━━ Passage

Ah, the start of a new year. We’ve made it through the holidays, and we barely have time to breathe before we’re thrust into January (and in this case, the start of a new decade).
It can be exciting. After all, a whole year lies ahead of us, and we can accomplish whatever we want. This is where the New Year’s Resolutions come in.
I don’t know about you, but those resolutions have never stuck for me. At least, that is, not past the first few weeks. At some point, I realized that they weren’t all that helpful.
I’ve learned to set goals instead. I haven’t hit every (or even most) goal I’ve ever made either, but this past year, I’ve learned a ton about how to set goals, achieve them, and have them make a true impact on my life, rather than wasted time and effort.
But before we get into all that, let’s look at why we set goals at the beginning of the year in the first place. Why not just try to improve everything – health, wealth, relationships? Why not just aim to do better year-round?

━━━━

■ **Assigned task 1**
List every area of life that the passage on New Year's resolutions names as something one might try to improve.
■ **Assigned task 2**
From the passage on New Year's resolutions, write out everything from "It can be exciting." down to "time and effort.".

━━ Recorded information

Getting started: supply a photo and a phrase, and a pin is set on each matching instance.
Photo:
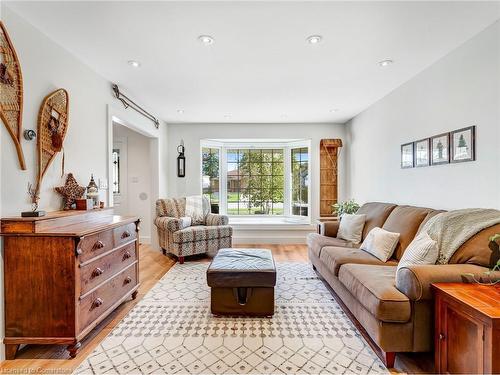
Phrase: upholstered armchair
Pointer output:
(178, 235)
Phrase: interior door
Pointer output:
(120, 178)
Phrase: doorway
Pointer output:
(131, 177)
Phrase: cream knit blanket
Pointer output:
(452, 229)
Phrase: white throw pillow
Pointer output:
(380, 243)
(422, 250)
(351, 228)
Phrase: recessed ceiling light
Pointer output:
(386, 62)
(314, 39)
(134, 63)
(206, 39)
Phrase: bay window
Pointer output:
(264, 178)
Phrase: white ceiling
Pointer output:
(260, 68)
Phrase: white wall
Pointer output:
(193, 133)
(138, 178)
(47, 66)
(461, 89)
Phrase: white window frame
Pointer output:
(286, 145)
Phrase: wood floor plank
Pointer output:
(153, 265)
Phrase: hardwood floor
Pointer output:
(153, 265)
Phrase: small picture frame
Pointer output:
(463, 144)
(407, 159)
(440, 149)
(422, 153)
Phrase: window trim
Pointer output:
(287, 145)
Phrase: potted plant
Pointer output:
(346, 207)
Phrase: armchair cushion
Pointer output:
(172, 224)
(202, 233)
(415, 280)
(215, 219)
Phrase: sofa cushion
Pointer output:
(351, 227)
(335, 257)
(429, 216)
(380, 243)
(200, 233)
(316, 242)
(476, 251)
(405, 220)
(374, 287)
(376, 214)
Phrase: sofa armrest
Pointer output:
(329, 228)
(172, 224)
(215, 219)
(415, 281)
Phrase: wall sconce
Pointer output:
(181, 161)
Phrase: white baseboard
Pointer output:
(146, 240)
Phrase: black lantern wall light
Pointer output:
(181, 161)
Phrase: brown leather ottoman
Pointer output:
(242, 282)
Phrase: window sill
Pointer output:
(270, 223)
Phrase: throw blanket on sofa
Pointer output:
(194, 209)
(452, 229)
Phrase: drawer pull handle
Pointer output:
(98, 302)
(99, 245)
(97, 272)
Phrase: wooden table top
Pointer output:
(64, 223)
(483, 298)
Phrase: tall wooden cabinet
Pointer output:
(467, 328)
(64, 273)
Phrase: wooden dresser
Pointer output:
(467, 328)
(64, 273)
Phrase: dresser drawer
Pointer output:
(95, 272)
(93, 305)
(124, 234)
(95, 244)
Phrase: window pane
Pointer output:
(116, 171)
(257, 174)
(232, 156)
(210, 176)
(300, 181)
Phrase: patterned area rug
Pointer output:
(171, 331)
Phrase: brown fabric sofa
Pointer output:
(397, 313)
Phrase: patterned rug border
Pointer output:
(171, 330)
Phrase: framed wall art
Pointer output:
(440, 149)
(407, 160)
(463, 144)
(422, 153)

━━━━

■ **Exercise response 1**
health, wealth, relationships

■ **Exercise response 2**
It can be exciting. After all, a whole year lies ahead of us, and we can accomplish whatever we want. This is where the New Year’s Resolutions come in.
I don’t know about you, but those resolutions have never stuck for me. At least, that is, not past the first few weeks. At some point, I realized that they weren’t all that helpful.
I’ve learned to set goals instead. I haven’t hit every (or even most) goal I’ve ever made either, but this past year, I’ve learned a ton about how to set goals, achieve them, and have them make a true impact on my life, rather than wasted time and effort.